Eichsfeld. Der kleine Schmandlecker wird von der Abendsonne beschienen. Seine Finger, die er gerade in den Mund steckt, triefen vor Schmand. Er sieht zufrieden aus, neigt den Kopf verträumt zur Seite. Die Figur steht im Garten des Hüpstedter Holzbildhauers Heinz Günther. Bald soll sie aber an ihren eigentlichen Platz nach Gerterode ziehen. Denn die Gerteröder haben den Spitznamen Schmandlecker, und Bürgermeister Udo Hartung hat gemeinsam mit dem Ortsteilrat für das kleine Fest am 3. Oktober die Skulptur bei dem Künstler bestellt.

Die Eiche, aus der die Figur gefertigt ist, stammt aus der Struth, dem Wald zwischen Gerterode und Vollenborn, sagt Heinz Günther. Das Holz wurde bereits vor zwei bis drei Jahren geschlagen, ist somit schon abgelagert und reißt nicht mehr. Deshalb ist es auch gut zu verarbeiten.

Eine Woche legte Heinz Günther Hand an den Schmandlecker für Gerterode an. Die Zeit war knapp, also habe ich nicht lange gefackelt. Als der Anruf aus Gerterode kam, schien gerade die Sonne und so skizzierte der Künstler gleich eine Silhouette auf den Eichenstamm, den er zuvor gemeinsam mit seiner Tochter, die auch Künstlerin ist, aus dem Lagerplatz im Garten herausgesucht hatte. Am nächsten Tag kam auch schon Udo Hartung vorbei. Ihm gefiel der Entwurf und Heinz Günther machte sich ans Werk. 

Der Schmandlecker soll auf dem neugestalteten Platz in Gerterode aufgestellt werden. Genau neben der Schnecke aus Eiche. Diese war ein Geschenk der Partnergemeinde des kleinen Eichsfeldortes. Gerterode in Hessen ist ein Ortsteil der Gemeinde Ludwigsau im Nordosten des mitteldeutschen Bundeslandes und die Bewohner machten sich kurz nach der Wende auf, ihre Namensvetter zu besuchen. Seitdem besteht die Partnerschaft, so Udo Hartung. Anlässlich der 750-Jahr-Feier des Ortes brachten die hessischen Freunde eine Schnecke aus Holz mit, denn auch sie haben einen Necknamen: Sie werden Schneen genannt.

• Ziel der Aufgabe
Schreiben Sie aus dem Text über den Schmandlecker den Abschnitt wortgetreu nieder, der mit den Worten „Die Eiche, aus“ beginnt und nach den Worten „gut zu verarbeiten.“ endet. Die Einträge stammen aus einer anderen Quelle.

• Auszüge aus einem Datensatz zur Punktmarkierung
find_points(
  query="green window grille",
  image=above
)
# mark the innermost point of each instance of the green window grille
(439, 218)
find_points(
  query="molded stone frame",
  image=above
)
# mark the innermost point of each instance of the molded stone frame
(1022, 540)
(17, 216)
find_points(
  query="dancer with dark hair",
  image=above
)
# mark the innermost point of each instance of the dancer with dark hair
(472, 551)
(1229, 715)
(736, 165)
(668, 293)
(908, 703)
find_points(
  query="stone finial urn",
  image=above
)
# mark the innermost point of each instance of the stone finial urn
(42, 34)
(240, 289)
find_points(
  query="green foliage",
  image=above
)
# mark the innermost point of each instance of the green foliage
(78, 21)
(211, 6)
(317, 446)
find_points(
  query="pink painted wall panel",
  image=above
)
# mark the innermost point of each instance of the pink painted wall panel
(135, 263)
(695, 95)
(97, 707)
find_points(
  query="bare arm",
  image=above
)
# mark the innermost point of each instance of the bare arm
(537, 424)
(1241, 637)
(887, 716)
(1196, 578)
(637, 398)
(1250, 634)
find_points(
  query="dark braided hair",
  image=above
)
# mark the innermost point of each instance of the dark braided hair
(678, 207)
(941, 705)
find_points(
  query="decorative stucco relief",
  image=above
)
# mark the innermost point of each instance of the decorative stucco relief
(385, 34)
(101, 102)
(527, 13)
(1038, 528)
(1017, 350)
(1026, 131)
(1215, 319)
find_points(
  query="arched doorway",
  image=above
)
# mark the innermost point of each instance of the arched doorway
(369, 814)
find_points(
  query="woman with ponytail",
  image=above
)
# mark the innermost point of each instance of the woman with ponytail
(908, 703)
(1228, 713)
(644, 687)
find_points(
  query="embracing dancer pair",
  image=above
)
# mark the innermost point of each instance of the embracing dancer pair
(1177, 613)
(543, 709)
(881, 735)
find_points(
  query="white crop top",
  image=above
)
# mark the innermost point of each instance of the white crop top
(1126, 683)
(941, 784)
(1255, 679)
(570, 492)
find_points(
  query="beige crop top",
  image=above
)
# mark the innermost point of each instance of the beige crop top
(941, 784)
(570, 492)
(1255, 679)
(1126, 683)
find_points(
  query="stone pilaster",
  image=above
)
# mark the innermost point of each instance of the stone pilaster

• Antwort
Die Eiche, aus der die Figur gefertigt ist, stammt aus der Struth, dem Wald zwischen Gerterode und Vollenborn, sagt Heinz Günther. Das Holz wurde bereits vor zwei bis drei Jahren geschlagen, ist somit schon abgelagert und reißt nicht mehr. Deshalb ist es auch gut zu verarbeiten.